TASK DATA
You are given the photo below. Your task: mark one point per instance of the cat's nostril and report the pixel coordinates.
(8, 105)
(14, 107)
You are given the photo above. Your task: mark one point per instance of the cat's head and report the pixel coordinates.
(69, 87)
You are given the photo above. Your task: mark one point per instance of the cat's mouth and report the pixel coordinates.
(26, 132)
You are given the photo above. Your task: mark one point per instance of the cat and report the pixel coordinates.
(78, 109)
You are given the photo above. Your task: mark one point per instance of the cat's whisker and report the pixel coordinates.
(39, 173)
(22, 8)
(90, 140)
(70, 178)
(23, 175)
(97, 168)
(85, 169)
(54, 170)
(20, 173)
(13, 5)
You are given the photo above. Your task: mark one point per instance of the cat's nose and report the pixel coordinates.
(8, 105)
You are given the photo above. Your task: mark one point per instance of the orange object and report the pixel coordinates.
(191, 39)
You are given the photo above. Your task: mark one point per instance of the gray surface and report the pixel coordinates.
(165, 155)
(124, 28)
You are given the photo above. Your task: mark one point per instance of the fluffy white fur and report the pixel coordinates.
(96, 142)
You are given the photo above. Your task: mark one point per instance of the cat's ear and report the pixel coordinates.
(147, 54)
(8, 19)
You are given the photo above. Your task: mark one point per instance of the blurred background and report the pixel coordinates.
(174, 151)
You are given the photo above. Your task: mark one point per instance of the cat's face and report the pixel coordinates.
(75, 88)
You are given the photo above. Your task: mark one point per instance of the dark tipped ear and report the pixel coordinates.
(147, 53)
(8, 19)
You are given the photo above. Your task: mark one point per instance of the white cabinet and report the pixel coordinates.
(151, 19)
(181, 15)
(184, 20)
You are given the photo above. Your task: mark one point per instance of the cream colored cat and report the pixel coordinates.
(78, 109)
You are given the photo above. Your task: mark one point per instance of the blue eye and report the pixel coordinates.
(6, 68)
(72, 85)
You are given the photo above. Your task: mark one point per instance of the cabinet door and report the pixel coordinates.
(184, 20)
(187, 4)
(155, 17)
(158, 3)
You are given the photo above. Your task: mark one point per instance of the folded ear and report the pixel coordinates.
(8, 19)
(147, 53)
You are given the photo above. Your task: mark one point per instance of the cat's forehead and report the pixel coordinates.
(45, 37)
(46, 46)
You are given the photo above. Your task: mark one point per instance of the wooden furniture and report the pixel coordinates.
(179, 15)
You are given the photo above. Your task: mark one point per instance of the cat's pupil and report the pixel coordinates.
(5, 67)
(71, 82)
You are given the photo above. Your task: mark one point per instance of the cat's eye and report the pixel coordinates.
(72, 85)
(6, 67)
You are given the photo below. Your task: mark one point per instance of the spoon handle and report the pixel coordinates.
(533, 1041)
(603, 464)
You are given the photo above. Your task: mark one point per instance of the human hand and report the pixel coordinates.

TASK OBJECTIVE
Copy the entries above exactly, leaving none out.

ANSWER FOR THE TASK
You are given the photo below. Your task: mark one point per instance of the cat's nostril and report the pixel coordinates.
(8, 105)
(14, 107)
You are given the photo above. Your task: mark one point per instance of the cat's head and report the pixel coordinates.
(69, 87)
You are given the photo above. Your task: mark one point per instance of the cat's mouth and report the pixel coordinates.
(26, 132)
You are given the photo above. Your task: mark one point per instance of the cat and report the pixel coordinates.
(78, 109)
You are given the photo above. Your task: mark one point per instance of the cat's whisker and report the pixel coordinates.
(39, 173)
(22, 8)
(90, 140)
(70, 178)
(23, 175)
(97, 168)
(85, 169)
(54, 170)
(20, 173)
(13, 5)
You are given the photo above. Your task: mark one point per instance of the cat's nose and report the pixel coordinates.
(8, 105)
You are given the photo above. Your task: mark one point per instance of the orange object and report the pixel coordinates.
(191, 39)
You are given the photo above. Your task: mark one point per instance of the gray surface and report the pixel coordinates.
(165, 155)
(124, 28)
You are given the photo above. Your task: mark one point per instance of the fluffy white fur and report the pixel coordinates.
(96, 142)
You are given the photo above. Your task: mark one point per instance of the cat's ear and report the pixel coordinates.
(147, 54)
(8, 19)
You are given the photo above. Your task: mark one point per instance of the blurred background and report the pixel coordinates.
(174, 151)
You are given the photo above. Your task: mark one point per instance of the cat's face and report the pixel coordinates.
(75, 88)
You are given the photo above. Your task: mark one point per instance of the dark tipped ear and report the pixel coordinates.
(147, 53)
(8, 19)
You are given the photo above. Your task: mark one point per instance of the white cabinet and report the pixel coordinates.
(151, 19)
(181, 15)
(184, 20)
You are given the photo above. Your task: mark one point per instance of the cream colored cat and report the pixel coordinates.
(78, 109)
You are given the photo above. Your task: mark one point per instance of the blue eye and report the pixel coordinates.
(6, 68)
(72, 85)
You are given the photo above. Your task: mark one point per instance of the cabinet door and report the pixel coordinates.
(184, 20)
(187, 4)
(155, 17)
(158, 3)
You are given the photo above. Your task: mark one point per instance of the folded ear and report the pixel coordinates.
(8, 19)
(147, 53)
You are given the photo above. Your task: mark one point per instance of the cat's forehead and report the pixel coordinates.
(45, 37)
(46, 46)
You are given the photo above. Your task: mark one point per instance of the wooden furniture and report the pixel coordinates.
(179, 15)
You are given the photo above. Your task: mark one point per instance of the cat's pupil and report the pixel coordinates.
(5, 67)
(71, 82)
You are given the photo above. Your task: mark one point per instance of the cat's eye and report the pixel coordinates.
(72, 85)
(6, 67)
You are given the photo below. Your task: mark one point per instance of the spoon handle and report the pixel coordinates.
(533, 1041)
(603, 464)
You are given the photo above. Your task: mark one point per instance of the human hand and report the pixel coordinates.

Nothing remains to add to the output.